● Material for this task
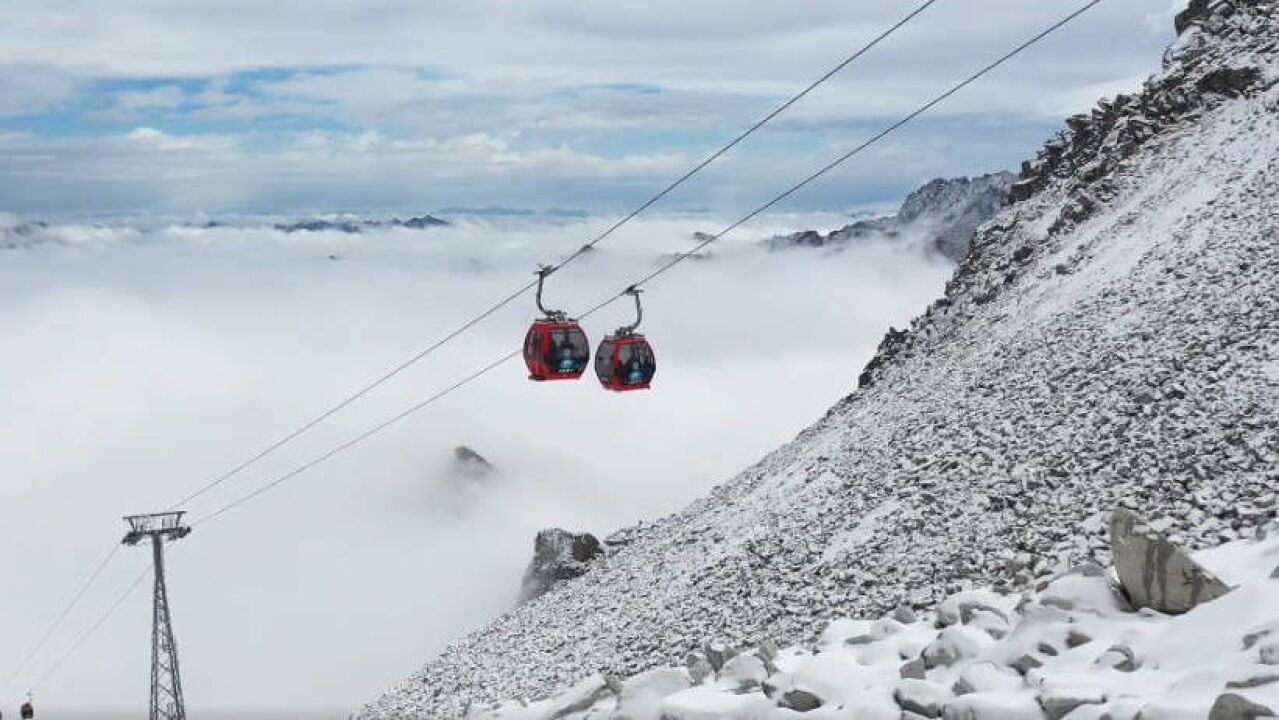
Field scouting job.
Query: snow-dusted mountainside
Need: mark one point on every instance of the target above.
(1073, 649)
(941, 215)
(1110, 340)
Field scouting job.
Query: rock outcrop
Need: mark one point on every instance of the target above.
(1109, 342)
(471, 464)
(360, 224)
(1156, 573)
(558, 556)
(943, 214)
(1178, 666)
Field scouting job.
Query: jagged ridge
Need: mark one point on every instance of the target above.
(1126, 356)
(943, 212)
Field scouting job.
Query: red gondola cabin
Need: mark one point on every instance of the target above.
(557, 351)
(624, 363)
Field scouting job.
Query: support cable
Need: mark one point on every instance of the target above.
(92, 629)
(571, 257)
(664, 267)
(510, 356)
(62, 617)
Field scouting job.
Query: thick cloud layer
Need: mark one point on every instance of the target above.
(141, 363)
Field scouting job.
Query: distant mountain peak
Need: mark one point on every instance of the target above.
(944, 212)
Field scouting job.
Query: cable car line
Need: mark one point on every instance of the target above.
(571, 257)
(861, 147)
(631, 289)
(79, 642)
(62, 617)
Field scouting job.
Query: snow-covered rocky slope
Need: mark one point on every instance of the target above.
(1110, 340)
(941, 216)
(1073, 649)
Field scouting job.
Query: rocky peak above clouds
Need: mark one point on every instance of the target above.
(1110, 342)
(943, 215)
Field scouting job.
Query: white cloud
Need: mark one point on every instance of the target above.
(151, 362)
(577, 93)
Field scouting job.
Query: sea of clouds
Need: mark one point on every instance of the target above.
(142, 360)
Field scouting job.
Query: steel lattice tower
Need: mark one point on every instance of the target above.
(165, 680)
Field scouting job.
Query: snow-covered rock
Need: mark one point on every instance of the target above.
(1109, 342)
(558, 555)
(1199, 669)
(943, 214)
(1156, 573)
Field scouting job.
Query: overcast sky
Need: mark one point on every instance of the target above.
(337, 105)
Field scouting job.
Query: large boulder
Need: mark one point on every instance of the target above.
(1156, 573)
(468, 463)
(1232, 706)
(558, 555)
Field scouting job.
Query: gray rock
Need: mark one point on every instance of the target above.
(1231, 706)
(904, 615)
(970, 609)
(558, 556)
(1154, 572)
(718, 654)
(800, 701)
(698, 669)
(1059, 704)
(912, 669)
(468, 463)
(1074, 638)
(921, 697)
(1025, 664)
(1269, 654)
(1121, 657)
(1252, 638)
(1251, 682)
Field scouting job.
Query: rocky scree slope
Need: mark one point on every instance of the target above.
(941, 215)
(1076, 647)
(1110, 340)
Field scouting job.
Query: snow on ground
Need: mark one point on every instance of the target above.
(1110, 342)
(1069, 650)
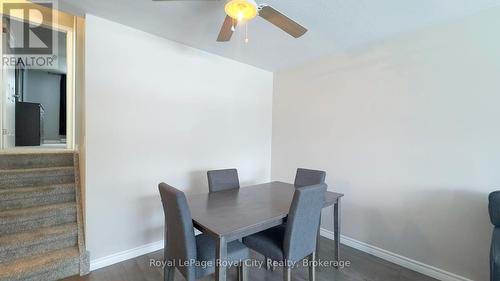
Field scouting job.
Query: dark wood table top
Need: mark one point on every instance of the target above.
(240, 212)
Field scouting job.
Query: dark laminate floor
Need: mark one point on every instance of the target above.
(363, 267)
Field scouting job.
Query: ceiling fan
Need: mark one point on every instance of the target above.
(239, 11)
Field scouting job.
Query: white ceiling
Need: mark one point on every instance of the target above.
(334, 25)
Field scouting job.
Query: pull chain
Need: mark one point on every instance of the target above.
(246, 32)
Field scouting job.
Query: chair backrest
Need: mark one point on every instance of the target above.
(494, 208)
(303, 221)
(306, 177)
(179, 232)
(220, 180)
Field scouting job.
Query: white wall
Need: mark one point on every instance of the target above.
(160, 111)
(409, 130)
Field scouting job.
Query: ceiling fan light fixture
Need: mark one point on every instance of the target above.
(241, 10)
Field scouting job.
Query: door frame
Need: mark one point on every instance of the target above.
(66, 23)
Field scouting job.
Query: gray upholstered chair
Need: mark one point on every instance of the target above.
(185, 246)
(296, 240)
(306, 177)
(220, 180)
(494, 210)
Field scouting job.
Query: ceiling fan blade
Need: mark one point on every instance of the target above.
(181, 0)
(281, 21)
(226, 31)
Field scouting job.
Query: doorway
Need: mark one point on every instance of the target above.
(37, 109)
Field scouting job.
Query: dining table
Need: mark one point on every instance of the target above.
(233, 214)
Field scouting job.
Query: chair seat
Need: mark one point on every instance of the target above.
(205, 246)
(268, 242)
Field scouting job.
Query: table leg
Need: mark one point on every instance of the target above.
(220, 258)
(318, 235)
(336, 229)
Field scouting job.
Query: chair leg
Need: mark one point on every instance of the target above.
(242, 272)
(312, 268)
(287, 273)
(168, 273)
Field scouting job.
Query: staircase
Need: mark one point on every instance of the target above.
(41, 232)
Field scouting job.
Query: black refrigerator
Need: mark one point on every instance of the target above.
(29, 124)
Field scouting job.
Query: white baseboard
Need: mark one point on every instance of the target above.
(414, 265)
(125, 255)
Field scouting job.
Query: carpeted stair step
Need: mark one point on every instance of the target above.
(50, 266)
(39, 241)
(36, 177)
(38, 160)
(26, 197)
(19, 220)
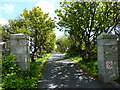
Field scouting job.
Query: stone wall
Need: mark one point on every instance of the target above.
(19, 46)
(108, 57)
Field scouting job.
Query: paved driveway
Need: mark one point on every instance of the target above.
(61, 72)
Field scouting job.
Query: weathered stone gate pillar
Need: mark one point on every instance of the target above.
(19, 46)
(1, 45)
(108, 57)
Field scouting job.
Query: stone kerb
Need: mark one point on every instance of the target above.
(19, 46)
(107, 57)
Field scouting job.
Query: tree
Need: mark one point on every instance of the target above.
(62, 44)
(36, 24)
(84, 21)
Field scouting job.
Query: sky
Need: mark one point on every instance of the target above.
(11, 9)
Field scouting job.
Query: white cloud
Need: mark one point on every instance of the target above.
(8, 8)
(47, 6)
(3, 21)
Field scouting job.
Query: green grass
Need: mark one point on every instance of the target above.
(23, 79)
(90, 67)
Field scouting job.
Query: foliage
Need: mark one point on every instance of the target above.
(62, 44)
(38, 26)
(90, 67)
(84, 21)
(12, 77)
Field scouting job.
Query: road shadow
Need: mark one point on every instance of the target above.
(60, 72)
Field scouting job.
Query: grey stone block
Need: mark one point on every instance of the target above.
(19, 46)
(108, 57)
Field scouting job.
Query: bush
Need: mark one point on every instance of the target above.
(13, 77)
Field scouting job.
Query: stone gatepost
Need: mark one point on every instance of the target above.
(19, 46)
(108, 57)
(1, 45)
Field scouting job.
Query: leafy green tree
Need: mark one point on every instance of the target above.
(84, 21)
(36, 24)
(62, 44)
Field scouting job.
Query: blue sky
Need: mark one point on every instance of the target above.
(11, 9)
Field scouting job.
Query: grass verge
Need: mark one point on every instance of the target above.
(13, 77)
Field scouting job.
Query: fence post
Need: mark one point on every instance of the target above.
(0, 59)
(19, 46)
(108, 57)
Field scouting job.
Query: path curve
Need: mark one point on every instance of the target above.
(60, 72)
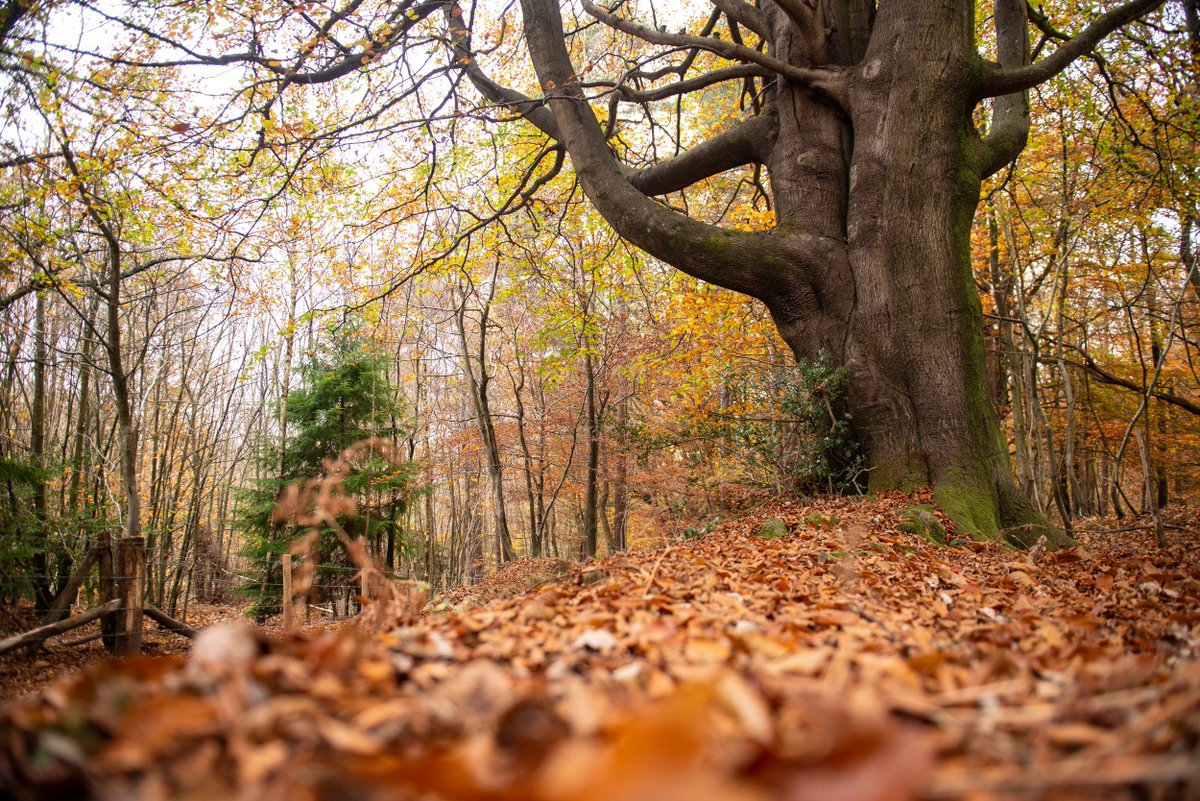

● Directive
Pull out every line above that contains the string "snow", copying each one in full.

● Task solution
Query: snow-dusted mountainside
Query: snow-covered rocky slope
Query: snow-covered rock
Query: snow on ground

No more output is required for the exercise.